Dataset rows
__________
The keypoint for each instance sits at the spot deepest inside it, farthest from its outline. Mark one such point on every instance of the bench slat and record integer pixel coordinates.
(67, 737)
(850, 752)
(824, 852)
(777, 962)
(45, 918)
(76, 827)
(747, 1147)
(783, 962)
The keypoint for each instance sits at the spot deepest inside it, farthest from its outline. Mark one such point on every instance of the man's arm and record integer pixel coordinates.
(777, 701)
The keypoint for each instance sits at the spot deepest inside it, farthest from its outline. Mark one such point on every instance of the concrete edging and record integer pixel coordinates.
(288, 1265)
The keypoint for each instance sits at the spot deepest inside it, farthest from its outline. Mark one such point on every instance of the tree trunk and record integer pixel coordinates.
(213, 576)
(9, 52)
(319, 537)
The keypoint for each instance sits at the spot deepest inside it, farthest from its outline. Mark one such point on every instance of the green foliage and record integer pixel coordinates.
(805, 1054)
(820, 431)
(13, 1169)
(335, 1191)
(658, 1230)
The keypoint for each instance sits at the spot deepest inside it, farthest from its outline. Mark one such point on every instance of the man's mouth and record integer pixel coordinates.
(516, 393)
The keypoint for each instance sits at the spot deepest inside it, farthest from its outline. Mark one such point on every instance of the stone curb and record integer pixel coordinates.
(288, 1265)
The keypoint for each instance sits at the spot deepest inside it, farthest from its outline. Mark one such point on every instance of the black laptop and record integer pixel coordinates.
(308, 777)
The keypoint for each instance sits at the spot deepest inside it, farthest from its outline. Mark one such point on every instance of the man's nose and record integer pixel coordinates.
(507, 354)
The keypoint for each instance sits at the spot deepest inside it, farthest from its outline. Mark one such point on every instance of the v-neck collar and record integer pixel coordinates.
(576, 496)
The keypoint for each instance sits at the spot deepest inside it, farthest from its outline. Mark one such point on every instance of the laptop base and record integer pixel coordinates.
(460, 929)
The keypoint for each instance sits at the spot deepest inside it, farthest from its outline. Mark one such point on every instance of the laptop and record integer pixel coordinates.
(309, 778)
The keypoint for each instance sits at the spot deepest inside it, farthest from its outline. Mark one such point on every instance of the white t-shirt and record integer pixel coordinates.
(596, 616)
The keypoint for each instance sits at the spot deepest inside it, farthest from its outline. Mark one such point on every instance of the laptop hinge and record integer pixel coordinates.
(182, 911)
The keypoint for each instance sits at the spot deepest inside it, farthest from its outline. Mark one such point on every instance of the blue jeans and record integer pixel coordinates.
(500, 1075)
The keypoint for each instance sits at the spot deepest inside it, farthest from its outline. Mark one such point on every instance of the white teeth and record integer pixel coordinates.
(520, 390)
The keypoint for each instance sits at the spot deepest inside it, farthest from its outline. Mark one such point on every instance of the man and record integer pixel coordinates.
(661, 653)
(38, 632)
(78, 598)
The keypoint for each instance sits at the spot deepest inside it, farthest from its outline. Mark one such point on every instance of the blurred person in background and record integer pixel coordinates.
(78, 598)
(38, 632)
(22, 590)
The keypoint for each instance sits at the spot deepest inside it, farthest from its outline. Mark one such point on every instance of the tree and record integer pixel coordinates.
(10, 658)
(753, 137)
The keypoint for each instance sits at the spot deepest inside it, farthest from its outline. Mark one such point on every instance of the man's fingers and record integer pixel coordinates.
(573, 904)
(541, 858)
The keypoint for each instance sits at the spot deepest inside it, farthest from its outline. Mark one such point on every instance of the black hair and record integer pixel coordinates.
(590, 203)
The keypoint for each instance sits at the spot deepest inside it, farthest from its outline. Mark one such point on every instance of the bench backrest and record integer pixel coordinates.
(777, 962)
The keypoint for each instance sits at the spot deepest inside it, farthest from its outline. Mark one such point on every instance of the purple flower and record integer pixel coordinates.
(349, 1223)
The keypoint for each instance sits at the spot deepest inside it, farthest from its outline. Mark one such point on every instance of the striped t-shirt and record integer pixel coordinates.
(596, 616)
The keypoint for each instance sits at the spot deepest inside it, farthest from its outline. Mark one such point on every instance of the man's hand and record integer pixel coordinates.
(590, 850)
__________
• _What the exercise asks_
Give again, word for word, every line from the one holding "flower and record integer pixel coordinates." to the end of the data.

• _Written solution_
The keypoint for each instance sits at the spot deepest inside it, farthest from its outline. Mark one such point on every instance of the purple flower and record integer pixel coordinates.
(349, 1223)
The keypoint for each instance sits at the spot deepest inside it, farthest from its outline. Mark one such point on every instance of the striped t-shirt and record integer pixel coordinates.
(596, 616)
The keypoint for each instance sits at the spot deepest inside it, farthest from its outline. Mark one such point on every instance of the man's hand and record integer pixel coordinates.
(590, 850)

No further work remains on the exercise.